▸ ESTRATTO DELLA PAGINA:
◇ ◇ ◇ ◇ ◇ ◇ ◇

Dal Santo Vangelo secondo l’Apostolo ed Evangelista San Matto (Mt 21: 33-42)
“In quel tempo, il Signore disse: “Ascoltate un'altra parabola: C'era un padrone che piantò una vigna e la circondò con una siepe, vi scavò un frantoio, vi costruì una torre, poi l'affidò a dei vignaioli e se ne andò.
Quando fu il tempo dei frutti, mandò i suoi servi da quei vignaioli a ritirare il raccolto. Ma quei vignaioli presero i servi e uno lo bastonarono, l'altro lo uccisero, l'altro lo lapidarono.
Di nuovo mandò altri servi più numerosi dei primi, ma quelli si comportarono nello stesso modo. Da ultimo mandò loro il proprio figlio dicendo: Avranno rispetto di mio figlio! Ma quei vignaioli, visto il figlio, dissero tra sé: Costui è l'erede; venite, uccidiamolo, e avremo noi l'eredità.
E, presolo, lo cacciarono fuori della vigna e l'uccisero.
Quando dunque verrà il padrone della vigna che farà a quei vignaioli?».
Gli rispondono: «Farà morire miseramente quei malvagi e darà la vigna ad altri vignaioli che gli consegneranno i frutti a suo tempo».

◇ ◇ ◇ ◇ ◇ ◇ ◇

▸ MATERIALE FORNITO:

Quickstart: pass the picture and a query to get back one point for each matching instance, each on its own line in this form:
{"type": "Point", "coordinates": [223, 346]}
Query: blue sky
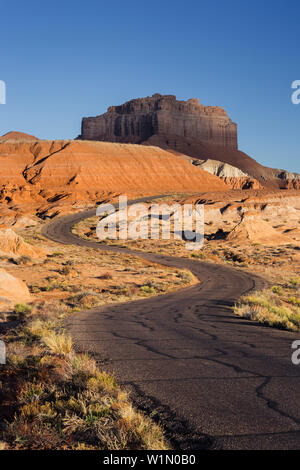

◇ ◇ ◇ ◇ ◇ ◇ ◇

▸ CONSEGNA: Copi fedelmente, dalla parabola dei vignaioli, il tratto che va da "Dal Santo Vangelo" fino a "avremo noi l'eredità.".

▸ RISPOSTA SCRITTA:
Dal Santo Vangelo secondo l’Apostolo ed Evangelista San Matto (Mt 21: 33-42)
“In quel tempo, il Signore disse: “Ascoltate un'altra parabola: C'era un padrone che piantò una vigna e la circondò con una siepe, vi scavò un frantoio, vi costruì una torre, poi l'affidò a dei vignaioli e se ne andò.
Quando fu il tempo dei frutti, mandò i suoi servi da quei vignaioli a ritirare il raccolto. Ma quei vignaioli presero i servi e uno lo bastonarono, l'altro lo uccisero, l'altro lo lapidarono.
Di nuovo mandò altri servi più numerosi dei primi, ma quelli si comportarono nello stesso modo. Da ultimo mandò loro il proprio figlio dicendo: Avranno rispetto di mio figlio! Ma quei vignaioli, visto il figlio, dissero tra sé: Costui è l'erede; venite, uccidiamolo, e avremo noi l'eredità.